**THE INPUT**.
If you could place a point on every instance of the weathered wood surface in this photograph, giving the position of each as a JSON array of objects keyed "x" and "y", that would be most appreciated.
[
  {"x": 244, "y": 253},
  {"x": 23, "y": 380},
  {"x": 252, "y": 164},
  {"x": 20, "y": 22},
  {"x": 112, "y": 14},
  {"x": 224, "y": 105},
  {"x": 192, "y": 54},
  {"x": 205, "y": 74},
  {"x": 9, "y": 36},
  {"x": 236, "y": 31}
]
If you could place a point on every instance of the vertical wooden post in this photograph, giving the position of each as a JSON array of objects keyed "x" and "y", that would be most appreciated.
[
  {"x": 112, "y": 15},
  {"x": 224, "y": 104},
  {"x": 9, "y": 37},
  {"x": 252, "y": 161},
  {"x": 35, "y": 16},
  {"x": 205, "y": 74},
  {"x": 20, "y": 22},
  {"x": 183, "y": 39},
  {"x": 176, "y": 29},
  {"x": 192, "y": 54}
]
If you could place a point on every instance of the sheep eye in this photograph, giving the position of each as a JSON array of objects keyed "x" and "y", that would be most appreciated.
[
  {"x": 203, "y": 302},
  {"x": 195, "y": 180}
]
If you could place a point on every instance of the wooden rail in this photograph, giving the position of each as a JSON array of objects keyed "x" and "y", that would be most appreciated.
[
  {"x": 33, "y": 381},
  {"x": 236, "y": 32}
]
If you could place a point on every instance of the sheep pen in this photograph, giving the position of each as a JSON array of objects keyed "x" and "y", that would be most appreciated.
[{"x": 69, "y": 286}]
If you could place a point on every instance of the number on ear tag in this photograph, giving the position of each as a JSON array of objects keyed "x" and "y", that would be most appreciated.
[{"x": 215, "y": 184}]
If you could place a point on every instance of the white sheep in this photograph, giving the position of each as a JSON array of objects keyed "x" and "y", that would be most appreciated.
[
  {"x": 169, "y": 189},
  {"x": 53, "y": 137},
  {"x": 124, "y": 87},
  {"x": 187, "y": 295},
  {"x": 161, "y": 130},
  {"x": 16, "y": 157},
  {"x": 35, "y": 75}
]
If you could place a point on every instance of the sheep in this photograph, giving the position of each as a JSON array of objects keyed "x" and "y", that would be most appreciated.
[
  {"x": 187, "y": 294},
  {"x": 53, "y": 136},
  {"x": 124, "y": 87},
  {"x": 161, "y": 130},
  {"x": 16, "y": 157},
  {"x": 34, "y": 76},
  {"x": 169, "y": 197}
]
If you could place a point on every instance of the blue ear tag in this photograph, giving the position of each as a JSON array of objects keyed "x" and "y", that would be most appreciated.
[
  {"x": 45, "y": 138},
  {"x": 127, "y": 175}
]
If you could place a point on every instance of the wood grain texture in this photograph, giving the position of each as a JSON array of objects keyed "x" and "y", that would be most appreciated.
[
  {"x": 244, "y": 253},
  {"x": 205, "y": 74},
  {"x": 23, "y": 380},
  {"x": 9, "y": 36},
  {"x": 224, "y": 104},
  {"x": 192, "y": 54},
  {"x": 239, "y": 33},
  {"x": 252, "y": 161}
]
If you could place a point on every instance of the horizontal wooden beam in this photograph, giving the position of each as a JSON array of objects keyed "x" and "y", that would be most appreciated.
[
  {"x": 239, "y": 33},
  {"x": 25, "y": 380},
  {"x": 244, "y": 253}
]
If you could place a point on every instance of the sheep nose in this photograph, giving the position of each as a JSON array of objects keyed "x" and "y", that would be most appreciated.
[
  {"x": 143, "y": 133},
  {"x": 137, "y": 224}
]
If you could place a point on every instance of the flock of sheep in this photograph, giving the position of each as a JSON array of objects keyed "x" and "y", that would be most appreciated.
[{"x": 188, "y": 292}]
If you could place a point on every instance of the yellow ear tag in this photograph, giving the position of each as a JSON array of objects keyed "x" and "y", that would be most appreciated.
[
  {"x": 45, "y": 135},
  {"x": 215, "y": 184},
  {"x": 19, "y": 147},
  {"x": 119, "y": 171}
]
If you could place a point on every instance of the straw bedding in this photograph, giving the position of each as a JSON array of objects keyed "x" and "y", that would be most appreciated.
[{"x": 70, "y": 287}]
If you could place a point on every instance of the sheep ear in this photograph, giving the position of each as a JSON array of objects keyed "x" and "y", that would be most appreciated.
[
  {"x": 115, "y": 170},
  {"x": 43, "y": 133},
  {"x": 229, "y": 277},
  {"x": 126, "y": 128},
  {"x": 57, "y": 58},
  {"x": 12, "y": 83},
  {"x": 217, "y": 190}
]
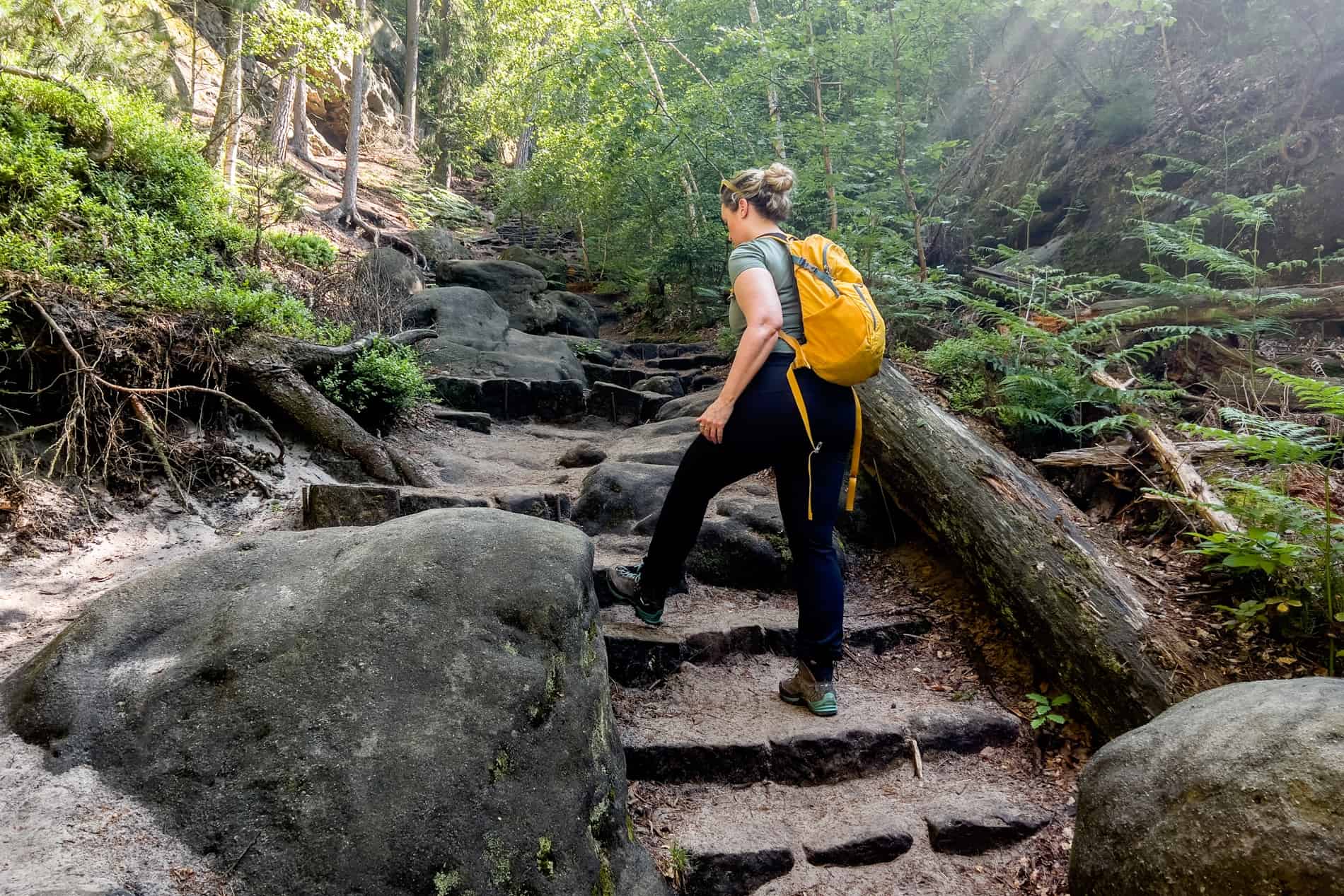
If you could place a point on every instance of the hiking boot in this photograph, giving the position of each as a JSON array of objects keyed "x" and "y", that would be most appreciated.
[
  {"x": 624, "y": 583},
  {"x": 803, "y": 690}
]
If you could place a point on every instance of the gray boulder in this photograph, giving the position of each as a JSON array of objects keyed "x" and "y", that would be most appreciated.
[
  {"x": 615, "y": 496},
  {"x": 515, "y": 288},
  {"x": 412, "y": 709},
  {"x": 1236, "y": 791},
  {"x": 476, "y": 340},
  {"x": 439, "y": 245},
  {"x": 389, "y": 276},
  {"x": 551, "y": 267},
  {"x": 573, "y": 315},
  {"x": 693, "y": 405},
  {"x": 664, "y": 385}
]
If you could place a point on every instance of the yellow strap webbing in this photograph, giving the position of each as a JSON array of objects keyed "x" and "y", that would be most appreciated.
[{"x": 800, "y": 361}]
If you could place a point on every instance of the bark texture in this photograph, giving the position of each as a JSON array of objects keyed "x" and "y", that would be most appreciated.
[{"x": 1053, "y": 586}]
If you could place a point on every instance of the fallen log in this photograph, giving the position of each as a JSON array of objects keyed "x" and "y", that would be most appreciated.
[
  {"x": 276, "y": 366},
  {"x": 1117, "y": 454},
  {"x": 1054, "y": 588}
]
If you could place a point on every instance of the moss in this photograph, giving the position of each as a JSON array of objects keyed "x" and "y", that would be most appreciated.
[
  {"x": 499, "y": 864},
  {"x": 604, "y": 885},
  {"x": 589, "y": 658},
  {"x": 446, "y": 883},
  {"x": 502, "y": 767},
  {"x": 545, "y": 856}
]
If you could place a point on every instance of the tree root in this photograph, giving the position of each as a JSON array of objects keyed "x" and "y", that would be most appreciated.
[{"x": 107, "y": 141}]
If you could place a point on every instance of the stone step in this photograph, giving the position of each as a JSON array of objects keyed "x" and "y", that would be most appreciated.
[
  {"x": 779, "y": 842},
  {"x": 705, "y": 630},
  {"x": 726, "y": 723},
  {"x": 335, "y": 504}
]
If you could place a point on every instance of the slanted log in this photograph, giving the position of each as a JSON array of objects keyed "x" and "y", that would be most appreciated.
[{"x": 1024, "y": 546}]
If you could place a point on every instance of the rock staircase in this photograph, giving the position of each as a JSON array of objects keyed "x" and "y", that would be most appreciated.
[{"x": 909, "y": 790}]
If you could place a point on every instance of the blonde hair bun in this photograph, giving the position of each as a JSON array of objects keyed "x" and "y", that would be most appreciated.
[{"x": 779, "y": 178}]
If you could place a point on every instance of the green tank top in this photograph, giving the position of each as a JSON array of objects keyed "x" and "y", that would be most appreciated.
[{"x": 772, "y": 255}]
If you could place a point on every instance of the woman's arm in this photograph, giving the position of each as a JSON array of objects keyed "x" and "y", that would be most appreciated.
[{"x": 760, "y": 304}]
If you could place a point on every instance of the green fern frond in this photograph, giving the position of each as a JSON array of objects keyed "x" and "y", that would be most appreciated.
[{"x": 1315, "y": 394}]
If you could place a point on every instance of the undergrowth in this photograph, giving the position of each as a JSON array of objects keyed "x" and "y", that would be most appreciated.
[
  {"x": 383, "y": 380},
  {"x": 147, "y": 228}
]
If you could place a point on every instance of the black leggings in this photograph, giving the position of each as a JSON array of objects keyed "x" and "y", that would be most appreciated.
[{"x": 766, "y": 431}]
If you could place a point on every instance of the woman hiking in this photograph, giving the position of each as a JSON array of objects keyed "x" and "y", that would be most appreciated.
[{"x": 755, "y": 425}]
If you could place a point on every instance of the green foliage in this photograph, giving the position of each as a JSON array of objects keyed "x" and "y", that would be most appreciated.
[
  {"x": 1048, "y": 709},
  {"x": 1290, "y": 545},
  {"x": 1128, "y": 112},
  {"x": 382, "y": 382},
  {"x": 306, "y": 249},
  {"x": 146, "y": 228}
]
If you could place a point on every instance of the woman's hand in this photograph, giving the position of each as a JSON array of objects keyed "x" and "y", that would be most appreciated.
[{"x": 714, "y": 419}]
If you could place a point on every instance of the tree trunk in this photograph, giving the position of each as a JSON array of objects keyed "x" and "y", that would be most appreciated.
[
  {"x": 236, "y": 125},
  {"x": 221, "y": 127},
  {"x": 349, "y": 210},
  {"x": 1326, "y": 304},
  {"x": 412, "y": 67},
  {"x": 772, "y": 95},
  {"x": 687, "y": 182},
  {"x": 276, "y": 368},
  {"x": 821, "y": 119},
  {"x": 1066, "y": 601}
]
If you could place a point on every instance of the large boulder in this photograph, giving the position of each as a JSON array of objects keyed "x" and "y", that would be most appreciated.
[
  {"x": 1236, "y": 791},
  {"x": 554, "y": 269},
  {"x": 389, "y": 277},
  {"x": 439, "y": 245},
  {"x": 412, "y": 709},
  {"x": 515, "y": 288},
  {"x": 573, "y": 315},
  {"x": 693, "y": 405},
  {"x": 615, "y": 496},
  {"x": 476, "y": 340}
]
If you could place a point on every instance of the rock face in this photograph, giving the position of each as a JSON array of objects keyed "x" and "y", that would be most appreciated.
[
  {"x": 522, "y": 292},
  {"x": 412, "y": 709},
  {"x": 389, "y": 274},
  {"x": 476, "y": 339},
  {"x": 1236, "y": 791}
]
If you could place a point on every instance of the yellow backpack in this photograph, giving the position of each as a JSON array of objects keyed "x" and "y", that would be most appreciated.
[{"x": 845, "y": 336}]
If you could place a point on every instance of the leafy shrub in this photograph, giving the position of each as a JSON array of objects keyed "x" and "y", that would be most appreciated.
[
  {"x": 306, "y": 249},
  {"x": 383, "y": 380},
  {"x": 1128, "y": 112},
  {"x": 147, "y": 227}
]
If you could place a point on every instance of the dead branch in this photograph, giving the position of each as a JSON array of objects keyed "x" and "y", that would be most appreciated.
[
  {"x": 82, "y": 367},
  {"x": 1207, "y": 503}
]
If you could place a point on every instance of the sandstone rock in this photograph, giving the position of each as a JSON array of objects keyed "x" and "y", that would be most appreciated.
[
  {"x": 476, "y": 340},
  {"x": 551, "y": 267},
  {"x": 969, "y": 830},
  {"x": 514, "y": 288},
  {"x": 664, "y": 385},
  {"x": 1236, "y": 791},
  {"x": 364, "y": 709},
  {"x": 572, "y": 313},
  {"x": 615, "y": 496},
  {"x": 440, "y": 245},
  {"x": 693, "y": 405},
  {"x": 627, "y": 407}
]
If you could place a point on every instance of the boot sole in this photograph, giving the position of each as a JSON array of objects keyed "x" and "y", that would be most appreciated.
[
  {"x": 824, "y": 709},
  {"x": 647, "y": 618}
]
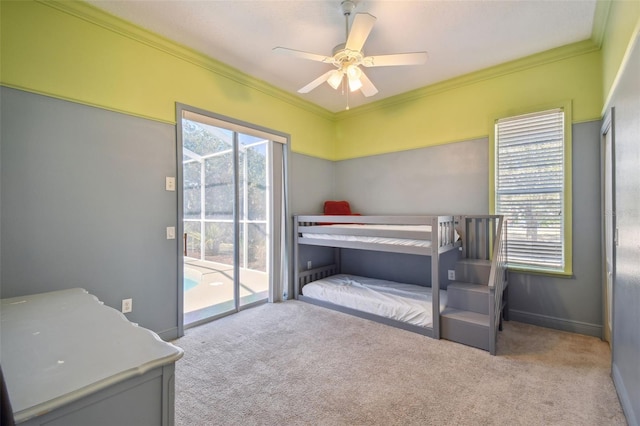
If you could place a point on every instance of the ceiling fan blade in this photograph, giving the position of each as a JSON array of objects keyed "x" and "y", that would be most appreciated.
[
  {"x": 303, "y": 55},
  {"x": 360, "y": 29},
  {"x": 367, "y": 89},
  {"x": 315, "y": 83},
  {"x": 416, "y": 58}
]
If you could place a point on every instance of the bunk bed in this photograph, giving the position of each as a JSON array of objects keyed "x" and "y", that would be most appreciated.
[{"x": 411, "y": 307}]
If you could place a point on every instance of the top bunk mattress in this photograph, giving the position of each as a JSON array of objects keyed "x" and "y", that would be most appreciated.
[
  {"x": 346, "y": 234},
  {"x": 402, "y": 302}
]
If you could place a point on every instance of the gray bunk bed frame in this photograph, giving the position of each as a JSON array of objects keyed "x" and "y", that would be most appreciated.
[{"x": 442, "y": 237}]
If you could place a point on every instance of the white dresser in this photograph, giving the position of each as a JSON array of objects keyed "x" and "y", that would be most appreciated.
[{"x": 69, "y": 360}]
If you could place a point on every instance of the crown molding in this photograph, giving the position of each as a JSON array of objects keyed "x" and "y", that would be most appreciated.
[
  {"x": 600, "y": 18},
  {"x": 91, "y": 14},
  {"x": 532, "y": 61}
]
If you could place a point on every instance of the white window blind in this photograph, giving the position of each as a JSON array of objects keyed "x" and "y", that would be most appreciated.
[{"x": 529, "y": 188}]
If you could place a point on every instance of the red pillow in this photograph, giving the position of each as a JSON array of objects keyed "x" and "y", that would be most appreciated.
[{"x": 337, "y": 208}]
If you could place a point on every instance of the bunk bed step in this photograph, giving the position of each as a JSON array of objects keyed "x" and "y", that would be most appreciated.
[
  {"x": 468, "y": 328},
  {"x": 473, "y": 271},
  {"x": 468, "y": 297}
]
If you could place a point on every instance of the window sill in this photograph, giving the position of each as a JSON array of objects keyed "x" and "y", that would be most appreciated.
[{"x": 543, "y": 272}]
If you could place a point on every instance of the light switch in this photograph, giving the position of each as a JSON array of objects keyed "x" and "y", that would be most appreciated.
[
  {"x": 170, "y": 183},
  {"x": 171, "y": 232}
]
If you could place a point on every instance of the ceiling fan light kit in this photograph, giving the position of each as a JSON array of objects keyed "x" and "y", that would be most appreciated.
[{"x": 347, "y": 57}]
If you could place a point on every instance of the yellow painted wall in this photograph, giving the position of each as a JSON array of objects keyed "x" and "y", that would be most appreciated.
[
  {"x": 622, "y": 23},
  {"x": 465, "y": 110},
  {"x": 73, "y": 51}
]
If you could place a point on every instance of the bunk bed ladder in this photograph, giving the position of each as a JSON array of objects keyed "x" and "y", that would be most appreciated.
[{"x": 477, "y": 298}]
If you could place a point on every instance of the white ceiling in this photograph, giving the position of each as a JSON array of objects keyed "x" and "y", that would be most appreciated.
[{"x": 459, "y": 36}]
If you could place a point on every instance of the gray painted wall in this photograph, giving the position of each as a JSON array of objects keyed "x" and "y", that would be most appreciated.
[
  {"x": 311, "y": 182},
  {"x": 626, "y": 291},
  {"x": 571, "y": 304},
  {"x": 84, "y": 205},
  {"x": 454, "y": 179},
  {"x": 445, "y": 179}
]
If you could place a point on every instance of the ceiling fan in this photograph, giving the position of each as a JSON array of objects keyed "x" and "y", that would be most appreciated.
[{"x": 347, "y": 57}]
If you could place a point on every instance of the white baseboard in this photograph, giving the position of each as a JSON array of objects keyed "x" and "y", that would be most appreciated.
[{"x": 579, "y": 327}]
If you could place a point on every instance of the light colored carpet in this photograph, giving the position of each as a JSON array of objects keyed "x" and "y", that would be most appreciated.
[{"x": 293, "y": 363}]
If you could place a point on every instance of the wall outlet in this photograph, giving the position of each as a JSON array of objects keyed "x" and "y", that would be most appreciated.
[
  {"x": 170, "y": 183},
  {"x": 171, "y": 232},
  {"x": 127, "y": 305}
]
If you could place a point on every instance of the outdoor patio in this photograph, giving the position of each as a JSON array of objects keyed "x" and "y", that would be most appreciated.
[{"x": 208, "y": 288}]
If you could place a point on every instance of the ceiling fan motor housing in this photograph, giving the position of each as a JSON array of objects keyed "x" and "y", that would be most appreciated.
[{"x": 347, "y": 7}]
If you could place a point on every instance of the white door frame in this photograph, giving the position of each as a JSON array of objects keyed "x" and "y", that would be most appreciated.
[{"x": 609, "y": 228}]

**AIM**. Word for word, quote the lines from the line containing "ceiling fan motor" through the end of the material, both included, and nothing else.

**FULL RESPONSE**.
If you could place a point on every instance of the ceiling fan motor housing in this photograph, giving the position of each as a JSON array of objects keyed "x" and "y", that would be most appreciated.
[{"x": 347, "y": 7}]
If you could place a point on every instance of the white door frame in this photograph, giving the position of each as a JSON array of objects keyed "x" and "y", that would be most appreciated.
[{"x": 609, "y": 228}]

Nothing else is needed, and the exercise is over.